__Extract__:
## start
# What are your poodles' favorite toys and chews?



## bcclong (Nov 13, 2015)

Tis the season for doggie Christmas gift shopping! Maya is only 14 weeks old so we have sooo much to choose from since we don't have a toy stash built up quite yet.

So far, her favorites are bully sticks and balls. I'm already planning on getting her some tough chuckit brand rubber balls since she seems to be determined to remove the fuzz off her tennis balls. She gets all her food from a kong at this point so we love those too!

Not so great were the "teething stage" bones we got from nylabone. She destroyed it in less than two days with short chew sessions! She really seems to like the durable nylabone curve bone that our in-laws have so I might have to get her one of those though. I have mixed feelings about nylabones, but it seems people find something wrong or bad to say with *any* type of dog chew. She likes stuffies as well but they always get holes so fast, just seems like a waste of money to me.
## end
__Problem set__:
1. Decide whether each statement below agrees with the forum post about poodle toys. Answer yes or no for each and quote the words from the post that decide it.
(a) Maya is 14 weeks old.
(b) The "teething stage" bones from nylabone lasted Maya more than a week.
(c) Maya gets all her food from a kong.
2. Using the forum post about poodle toys, answer these questions:
(a) What are Maya's favorites so far?
(b) Who has the durable nylabone curve bone that Maya likes?
(c) What always happens to stuffies, according to the post?

__Information shown__:
## start
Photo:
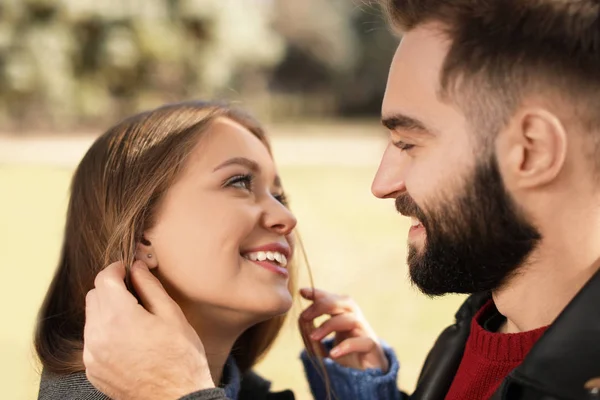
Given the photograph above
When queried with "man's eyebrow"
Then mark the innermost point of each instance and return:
(401, 121)
(252, 165)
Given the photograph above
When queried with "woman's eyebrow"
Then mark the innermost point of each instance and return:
(252, 165)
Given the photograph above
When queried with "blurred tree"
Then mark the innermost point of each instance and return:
(70, 62)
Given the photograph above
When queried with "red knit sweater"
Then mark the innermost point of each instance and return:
(489, 357)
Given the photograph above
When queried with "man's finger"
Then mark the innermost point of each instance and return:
(353, 345)
(340, 323)
(111, 291)
(153, 295)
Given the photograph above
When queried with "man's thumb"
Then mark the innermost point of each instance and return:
(151, 292)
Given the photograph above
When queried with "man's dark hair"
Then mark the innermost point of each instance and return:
(504, 51)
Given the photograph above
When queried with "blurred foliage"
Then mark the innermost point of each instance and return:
(67, 63)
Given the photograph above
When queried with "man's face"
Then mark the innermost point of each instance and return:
(467, 233)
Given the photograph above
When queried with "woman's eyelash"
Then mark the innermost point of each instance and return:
(282, 198)
(403, 146)
(243, 181)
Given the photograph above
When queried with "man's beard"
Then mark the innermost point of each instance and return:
(474, 242)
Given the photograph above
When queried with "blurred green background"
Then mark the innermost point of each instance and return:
(314, 71)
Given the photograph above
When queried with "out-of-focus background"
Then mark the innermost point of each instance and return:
(313, 71)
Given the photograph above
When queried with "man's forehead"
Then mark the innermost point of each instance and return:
(415, 70)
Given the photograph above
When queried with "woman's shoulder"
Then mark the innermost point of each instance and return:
(254, 387)
(68, 387)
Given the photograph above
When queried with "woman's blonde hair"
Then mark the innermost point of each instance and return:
(115, 193)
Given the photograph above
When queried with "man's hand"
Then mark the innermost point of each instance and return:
(356, 344)
(140, 352)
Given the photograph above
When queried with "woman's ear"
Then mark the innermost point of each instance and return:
(145, 252)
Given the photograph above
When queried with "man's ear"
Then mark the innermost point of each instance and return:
(534, 148)
(145, 252)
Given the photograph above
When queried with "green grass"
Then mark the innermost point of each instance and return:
(355, 244)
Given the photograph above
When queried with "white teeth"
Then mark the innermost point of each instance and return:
(267, 255)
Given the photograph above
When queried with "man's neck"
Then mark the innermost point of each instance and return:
(557, 270)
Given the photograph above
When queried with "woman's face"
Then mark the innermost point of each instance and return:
(222, 237)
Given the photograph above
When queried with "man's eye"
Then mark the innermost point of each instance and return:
(240, 182)
(403, 146)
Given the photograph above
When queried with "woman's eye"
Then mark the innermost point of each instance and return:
(241, 182)
(281, 198)
(403, 146)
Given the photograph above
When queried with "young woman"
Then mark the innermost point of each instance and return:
(192, 190)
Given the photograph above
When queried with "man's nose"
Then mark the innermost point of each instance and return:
(389, 180)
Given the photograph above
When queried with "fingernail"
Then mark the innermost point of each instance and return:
(140, 264)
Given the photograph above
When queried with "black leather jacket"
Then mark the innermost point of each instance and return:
(557, 368)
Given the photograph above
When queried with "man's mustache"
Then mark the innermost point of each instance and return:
(406, 206)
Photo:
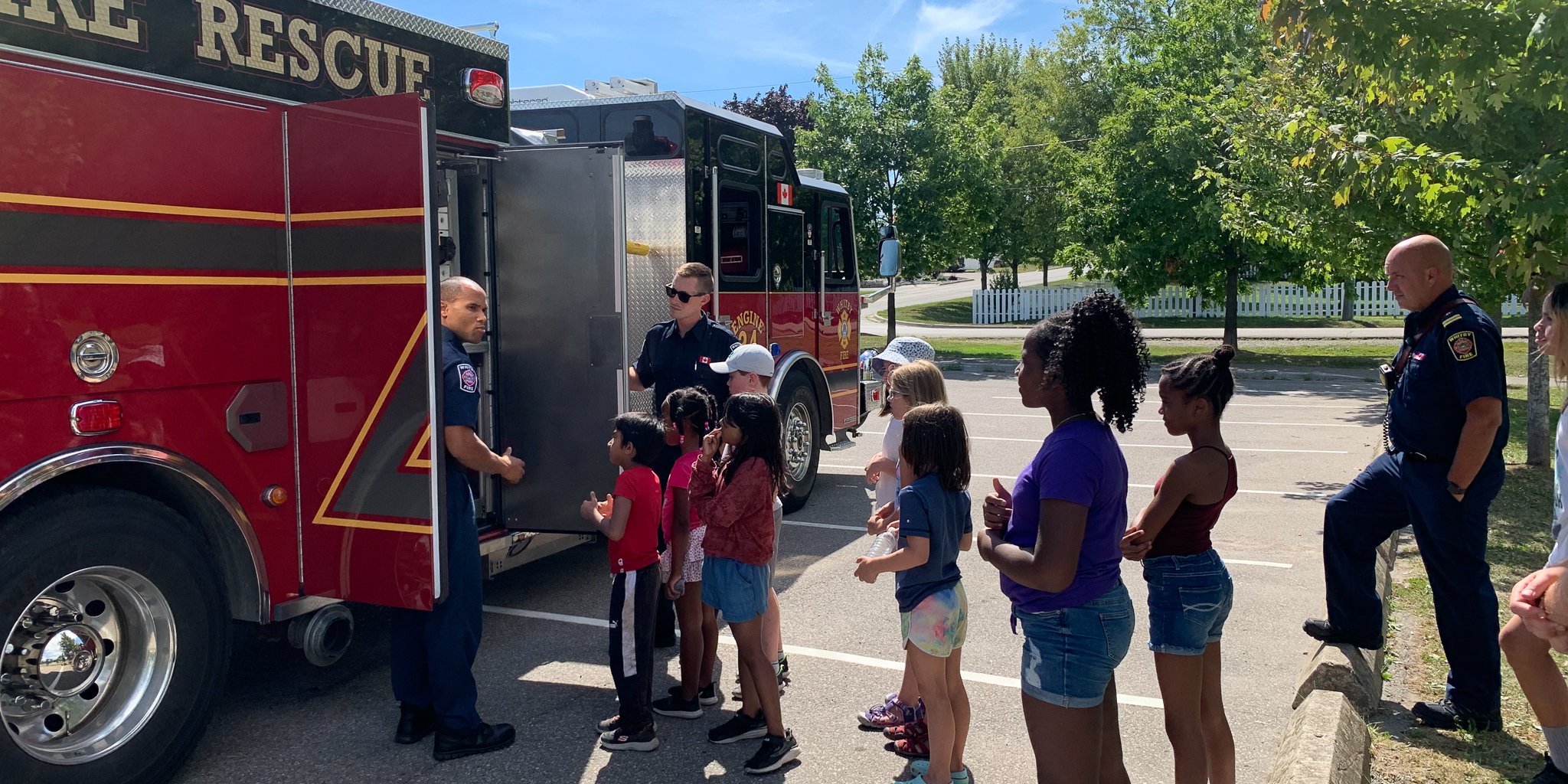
## end
__Final answers__:
1.
(a) Yes: "Maya is only 14 weeks old"
(b) No: "She destroyed it in less than two days with short chew sessions!"
(c) Yes: "She gets all her food from a kong at this point"

2.
(a) Bully sticks and balls.
(b) The in-laws.
(c) They always get holes fast.